TASK SET:
1/ In the article on New Year's resolution movies, which actor plays Jack Torrance?
2/ Can you summarize the article on New Year's resolution movies in two sentences?
3/ In the article on New Year's resolution movies, take everything from "TAGGED AS: Holidays" down to "it’s Total Recall!" and write it out with "resolutions" swapped for "goals".

TAGGED AS: Holidays
The holidays are behind us, 2015 is a memory, and a brand new year lies ahead — and for a lot of us, that means drawing up a list of resolutions that we all know we’ll probably end up breaking before St. Patrick’s Day. In the spirit of the New Year, we’ve decided to round up a list of movies that correspond with some of the most popular resolutions. Whether you’re trying to quit smoking, change your diet, or get your finances in order — of even if you feel like your life is in pretty good shape as it is — here’s a cinematic smorgasbord to help you ring in 2016. Should auld acquaintance be forgot, it’s Total Recall!
For most of us, unwittingly gulping down a roofie is the biggest danger we face when accepting drinks from a stranger in a strange place. But for recovering alcoholic Jack Torrance (Jack Nicholson), his decision to fall off the wagon in The Shining means striking up a deadly bargain with the malevolent spirits that really run the spooky old hotel he’s been tasked with looking after over a bitter Colorado winter. Next thing you know, ol’ Jack’s chasing after Shelley Duvall with an axe and wandering through the world’s freakiest topiary — food for thought the next time you think about ordering that extra drink. And as for The Shining? It is, as Emma Dibdin wrote for Digital Spy, “One of the most viscerally disturbing films ever made.”

Data listing:

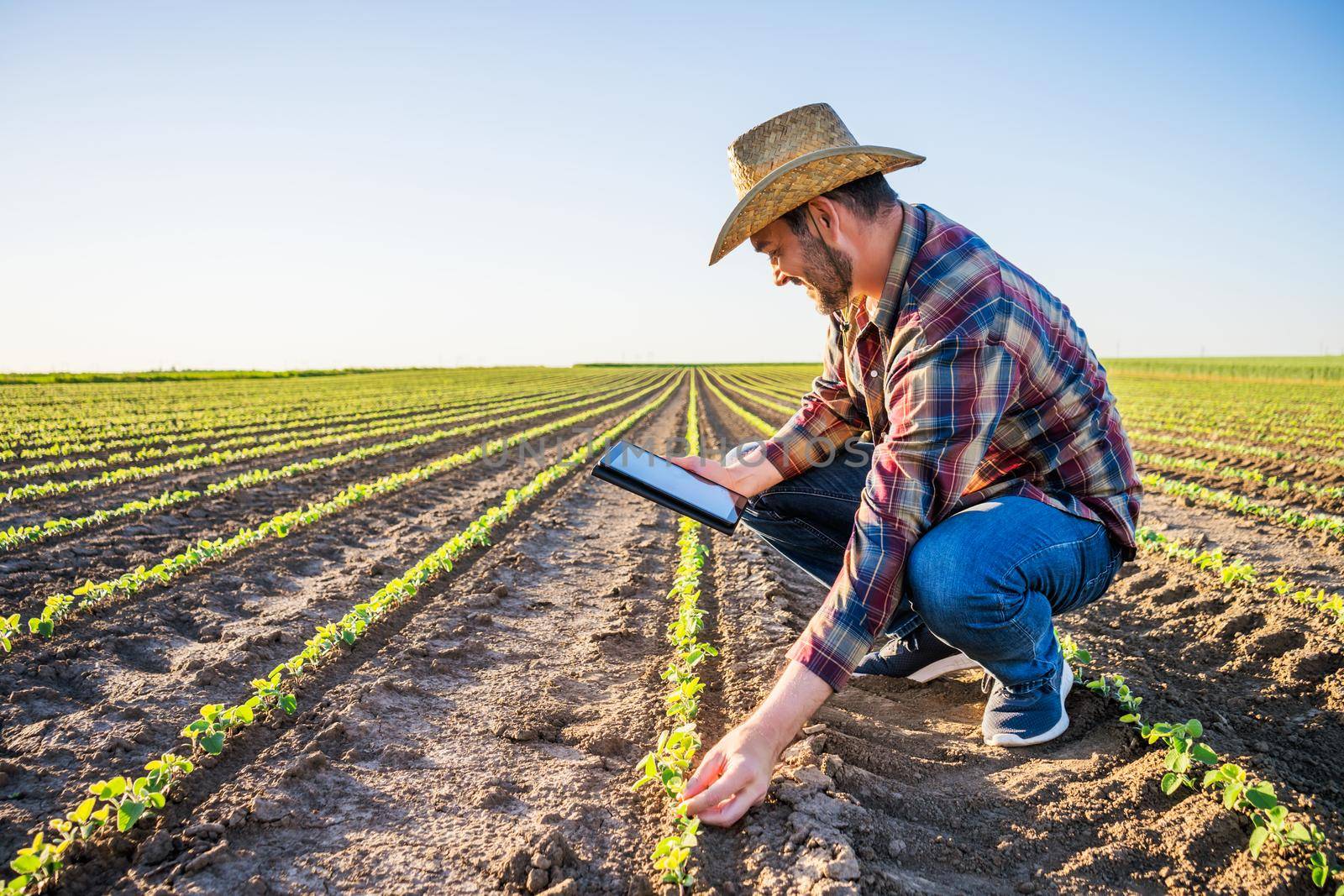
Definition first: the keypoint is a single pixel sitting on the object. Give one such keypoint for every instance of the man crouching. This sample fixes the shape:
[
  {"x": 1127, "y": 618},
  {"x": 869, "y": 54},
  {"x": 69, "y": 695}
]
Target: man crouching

...

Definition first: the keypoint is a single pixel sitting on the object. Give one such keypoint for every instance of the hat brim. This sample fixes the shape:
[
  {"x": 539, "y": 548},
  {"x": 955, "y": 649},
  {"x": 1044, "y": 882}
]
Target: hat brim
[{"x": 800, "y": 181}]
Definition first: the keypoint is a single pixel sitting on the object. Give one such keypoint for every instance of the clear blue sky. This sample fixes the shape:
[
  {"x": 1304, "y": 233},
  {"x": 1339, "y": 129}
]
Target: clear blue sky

ANSWERS IN ORDER:
1/ Jack Nicholson

2/ The article rounds up movies that correspond with some of the most popular New Year's resolutions as 2016 begins. Its entry on The Shining describes how recovering alcoholic Jack Torrance falls off the wagon and strikes a deadly bargain with the malevolent spirits running the hotel he looks after, and it quotes Emma Dibdin calling the film one of the most viscerally disturbing ever made.

3/
TAGGED AS: Holidays
The holidays are behind us, 2015 is a memory, and a brand new year lies ahead — and for a lot of us, that means drawing up a list of goals that we all know we’ll probably end up breaking before St. Patrick’s Day. In the spirit of the New Year, we’ve decided to round up a list of movies that correspond with some of the most popular goals. Whether you’re trying to quit smoking, change your diet, or get your finances in order — of even if you feel like your life is in pretty good shape as it is — here’s a cinematic smorgasbord to help you ring in 2016. Should auld acquaintance be forgot, it’s Total Recall!